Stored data
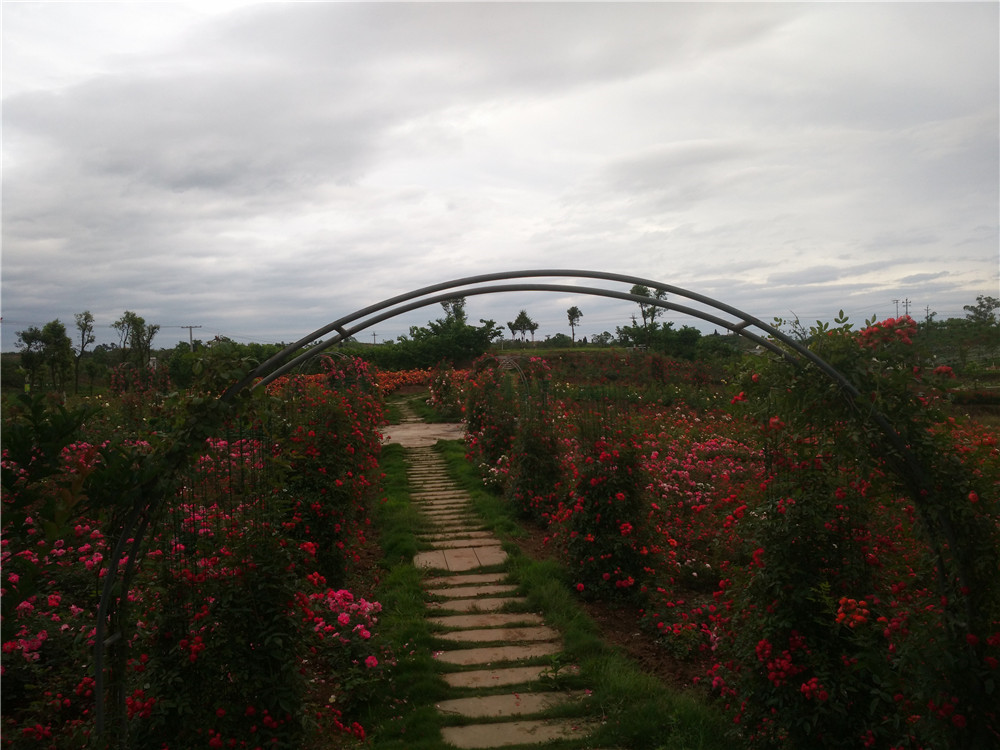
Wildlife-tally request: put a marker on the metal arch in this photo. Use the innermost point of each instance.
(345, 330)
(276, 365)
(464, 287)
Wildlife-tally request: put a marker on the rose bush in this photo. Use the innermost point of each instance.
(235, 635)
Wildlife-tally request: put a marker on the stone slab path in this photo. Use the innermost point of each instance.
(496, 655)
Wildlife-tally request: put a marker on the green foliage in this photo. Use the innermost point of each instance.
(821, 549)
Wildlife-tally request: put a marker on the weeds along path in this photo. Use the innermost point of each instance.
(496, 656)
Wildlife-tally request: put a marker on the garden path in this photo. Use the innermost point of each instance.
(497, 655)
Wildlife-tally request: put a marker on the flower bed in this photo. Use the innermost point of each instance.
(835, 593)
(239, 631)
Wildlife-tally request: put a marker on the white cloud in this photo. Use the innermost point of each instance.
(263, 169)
* * *
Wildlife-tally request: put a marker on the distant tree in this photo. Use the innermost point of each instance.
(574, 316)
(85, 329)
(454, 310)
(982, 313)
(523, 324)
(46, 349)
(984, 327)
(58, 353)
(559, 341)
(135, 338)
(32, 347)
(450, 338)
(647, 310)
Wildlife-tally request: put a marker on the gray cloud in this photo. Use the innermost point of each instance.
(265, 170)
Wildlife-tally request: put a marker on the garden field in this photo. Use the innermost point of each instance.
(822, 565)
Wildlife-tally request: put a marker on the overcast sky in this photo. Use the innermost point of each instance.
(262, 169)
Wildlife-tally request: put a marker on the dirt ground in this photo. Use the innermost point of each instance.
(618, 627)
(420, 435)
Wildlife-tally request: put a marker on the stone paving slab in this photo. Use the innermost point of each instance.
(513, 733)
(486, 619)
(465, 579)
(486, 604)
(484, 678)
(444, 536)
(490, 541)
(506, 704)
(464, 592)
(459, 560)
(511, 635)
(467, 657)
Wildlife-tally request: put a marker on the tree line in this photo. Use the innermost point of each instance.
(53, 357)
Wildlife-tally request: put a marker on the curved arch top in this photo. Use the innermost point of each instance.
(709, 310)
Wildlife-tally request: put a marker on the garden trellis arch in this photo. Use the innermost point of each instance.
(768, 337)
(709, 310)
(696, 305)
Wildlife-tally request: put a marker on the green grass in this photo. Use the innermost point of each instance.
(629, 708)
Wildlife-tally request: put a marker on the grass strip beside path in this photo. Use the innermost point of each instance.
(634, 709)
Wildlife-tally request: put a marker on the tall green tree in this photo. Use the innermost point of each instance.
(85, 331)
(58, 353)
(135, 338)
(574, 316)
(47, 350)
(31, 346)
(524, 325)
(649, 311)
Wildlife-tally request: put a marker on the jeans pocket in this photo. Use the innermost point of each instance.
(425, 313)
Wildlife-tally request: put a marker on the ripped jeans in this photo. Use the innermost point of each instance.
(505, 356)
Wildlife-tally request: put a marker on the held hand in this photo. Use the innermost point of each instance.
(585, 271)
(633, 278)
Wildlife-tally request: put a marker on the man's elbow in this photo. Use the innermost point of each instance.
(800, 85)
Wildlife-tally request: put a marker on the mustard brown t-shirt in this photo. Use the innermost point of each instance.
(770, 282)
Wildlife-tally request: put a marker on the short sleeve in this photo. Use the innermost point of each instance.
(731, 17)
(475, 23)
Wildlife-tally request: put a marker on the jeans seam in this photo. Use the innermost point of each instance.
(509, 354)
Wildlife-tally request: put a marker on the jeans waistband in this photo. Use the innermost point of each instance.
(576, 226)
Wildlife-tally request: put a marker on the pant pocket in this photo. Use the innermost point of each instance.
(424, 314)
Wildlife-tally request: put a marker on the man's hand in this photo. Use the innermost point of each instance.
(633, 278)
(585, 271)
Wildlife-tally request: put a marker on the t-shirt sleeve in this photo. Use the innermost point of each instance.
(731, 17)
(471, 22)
...
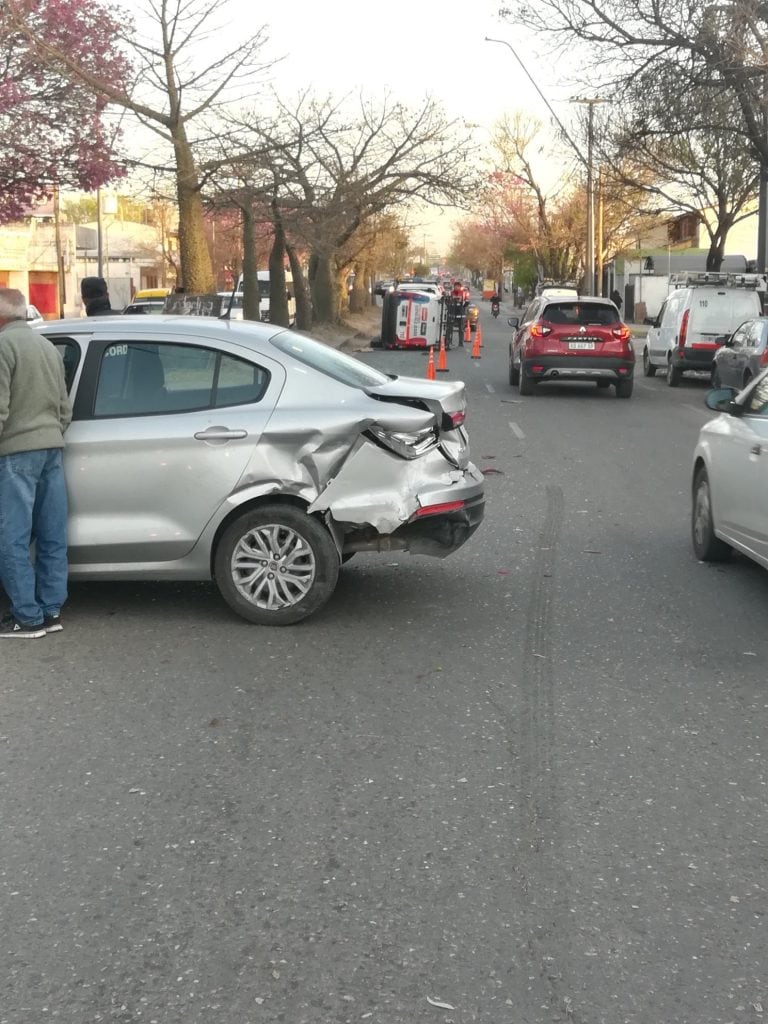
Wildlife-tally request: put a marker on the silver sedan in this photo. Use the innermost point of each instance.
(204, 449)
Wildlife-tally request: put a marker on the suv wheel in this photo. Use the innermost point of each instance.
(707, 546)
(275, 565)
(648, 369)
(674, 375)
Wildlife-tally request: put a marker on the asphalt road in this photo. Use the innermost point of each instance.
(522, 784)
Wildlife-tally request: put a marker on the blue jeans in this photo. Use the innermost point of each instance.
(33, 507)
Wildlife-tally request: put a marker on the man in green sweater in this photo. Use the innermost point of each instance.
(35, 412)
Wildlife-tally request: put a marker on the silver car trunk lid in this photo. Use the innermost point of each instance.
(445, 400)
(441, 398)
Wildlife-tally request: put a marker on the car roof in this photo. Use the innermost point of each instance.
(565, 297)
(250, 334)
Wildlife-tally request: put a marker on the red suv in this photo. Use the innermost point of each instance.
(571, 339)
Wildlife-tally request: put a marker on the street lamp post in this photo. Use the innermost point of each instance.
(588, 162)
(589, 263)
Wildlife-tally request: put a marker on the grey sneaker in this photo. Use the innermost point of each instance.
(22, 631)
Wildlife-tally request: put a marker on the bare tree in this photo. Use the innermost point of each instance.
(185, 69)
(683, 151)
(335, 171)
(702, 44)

# [BRIEF]
Count the lines in the records that contain the string "stone", treating uppercase and lowercase as different. Reply with only the number.

# [THE SOLUTION]
2